Клерикальные историки, учитывая именно свидетельство Фотия, утверждают, что князь Аскольд «крестил свою дружину и значительную часть населения Киева, построил церковь Пророка Илии на Подоле, ставшую колыбелью церкви Киевской Руси». [43. Русская православная церковь. С. 9.] Ошибочность подобного утверждения особенно отчетливо выступает на фоне договора Олега с греками 911 года — исторического памятника, достоверность которого не вызывает никаких сомнений и кривотолков. Русские в договоре — сплошь язычники. А термины «русин» и «христианин» прямо противопоставлены друг другу как взаимоисключающие. Выразительны и слова летописца, завершающие повествование о походе Олега на Царьград: «И приде Олег к Киеву, неся злато, и паволоки, и вина, и всякое узорочье. И прозваша Олега — вещий, бяху бо людие погани и невеигласи». [44. ПВЛ. Ч. 1.С. 25.] В устах летописца «люди погани и невеигласи» — язычники.
После заключения договора 911 года византийский император «почтил русских послов дарами — золотом и шелками, и драгоценными тканями — и приставил к ним своих мужей показать им церковную красоту, золотые палаты и хранящиеся в них богатства: множество золота, драгоценные ткани и камни и страсти господни — венец, гвозди, багряницу и мощи святых, уча их вере своей и показывая им истинную веру». [45. ПВЛ.Ч. 1.С. 226.] Послы русские — близкие к Олегу люди. И выходит, что они никогда не видели церковного благолепия и не знали «истинной веры». Следовательно, византийцы столкнулись с язычниками. И только после договора 911 года, укрепившего непосредственные связи Руси с Византийской империей и поставившего ее в выгодные условия торговли на византийских рынках, начали мало-помалу появляться среди русских первые приверженцы христианской веры. О русах-христианах этого времени говорят арабские источники. Но самые выразительные данные дошли до нас в договоре Руси с Византией 944 года, где среди послов, приносивших клятву в Царьграде, фигурируют и язычники, и христиане: «Мы же те, кто из нас крещен, в соборной церкви клялись церковью святого Ильи… А некрещеные русские слагают свои щиты и обнаженные мечи, обручи и иное оружие…» [46. ПВЛ.Ч. 1.С. 235-236.] Аналогичную картину наблюдаем в Киеве: князь Игорь вместе со своим языческим окружением клялся на холме перед кумиром Перуна, а христиане присягали в церкви святого Ильи. [47. ПВЛ. Ч. 1.С. 236.]
Участие христиан при заключении договора 944 года, наличие в Киеве церкви св. Ильи указывают на заметную роль христианского элемента в столичной жизни. Но это не значит, что христиане уже «нравственно преобладали над язычниками», представляя собой господствующую партию, которая, как полагают некоторые историки, вместе с князем Игорем стояла у власти в Киеве.

## [ИСХОДНЫЕ ДАННЫЕ]

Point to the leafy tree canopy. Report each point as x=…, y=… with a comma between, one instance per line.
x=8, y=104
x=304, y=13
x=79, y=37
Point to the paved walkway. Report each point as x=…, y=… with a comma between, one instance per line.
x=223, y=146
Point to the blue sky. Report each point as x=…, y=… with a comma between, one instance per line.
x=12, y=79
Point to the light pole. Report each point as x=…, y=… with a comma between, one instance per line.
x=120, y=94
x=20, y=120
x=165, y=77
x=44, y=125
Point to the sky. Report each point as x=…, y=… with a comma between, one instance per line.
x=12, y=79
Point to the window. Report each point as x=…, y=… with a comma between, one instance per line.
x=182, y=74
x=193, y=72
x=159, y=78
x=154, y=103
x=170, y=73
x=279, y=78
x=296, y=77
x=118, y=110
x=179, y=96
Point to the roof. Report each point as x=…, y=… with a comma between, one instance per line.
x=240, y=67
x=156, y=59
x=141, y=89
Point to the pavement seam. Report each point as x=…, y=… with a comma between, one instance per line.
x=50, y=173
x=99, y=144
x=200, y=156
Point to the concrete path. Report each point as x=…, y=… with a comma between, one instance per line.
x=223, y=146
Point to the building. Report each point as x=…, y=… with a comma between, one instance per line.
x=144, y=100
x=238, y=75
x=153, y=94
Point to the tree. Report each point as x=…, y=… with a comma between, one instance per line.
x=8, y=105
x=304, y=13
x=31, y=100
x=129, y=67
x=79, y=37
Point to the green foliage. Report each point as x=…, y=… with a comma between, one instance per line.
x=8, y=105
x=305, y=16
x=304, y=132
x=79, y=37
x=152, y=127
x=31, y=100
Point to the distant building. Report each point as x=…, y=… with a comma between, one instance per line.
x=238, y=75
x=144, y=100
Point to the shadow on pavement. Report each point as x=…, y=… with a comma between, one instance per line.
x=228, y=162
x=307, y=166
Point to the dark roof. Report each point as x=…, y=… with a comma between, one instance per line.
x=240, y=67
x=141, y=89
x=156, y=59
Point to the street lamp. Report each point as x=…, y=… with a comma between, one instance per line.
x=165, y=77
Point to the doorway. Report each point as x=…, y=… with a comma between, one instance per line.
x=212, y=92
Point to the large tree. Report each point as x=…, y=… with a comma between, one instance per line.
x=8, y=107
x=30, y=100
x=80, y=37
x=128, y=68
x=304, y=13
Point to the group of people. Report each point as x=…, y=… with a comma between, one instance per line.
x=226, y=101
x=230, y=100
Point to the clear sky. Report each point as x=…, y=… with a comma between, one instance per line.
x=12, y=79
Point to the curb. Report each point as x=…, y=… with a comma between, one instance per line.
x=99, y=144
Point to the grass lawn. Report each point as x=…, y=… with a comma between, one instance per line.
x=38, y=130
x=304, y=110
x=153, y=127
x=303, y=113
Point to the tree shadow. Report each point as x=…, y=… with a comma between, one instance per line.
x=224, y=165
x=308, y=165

## [ЧТО ТРЕБУЕТСЯ]
Где, согласно фрагменту текста, присягали христиане в Киеве, пока князь Игорь клялся перед кумиром Перуна? Отвечайте, опираясь только на фрагмент текста.

## [ОТВЕТ]
В церкви святого Ильи.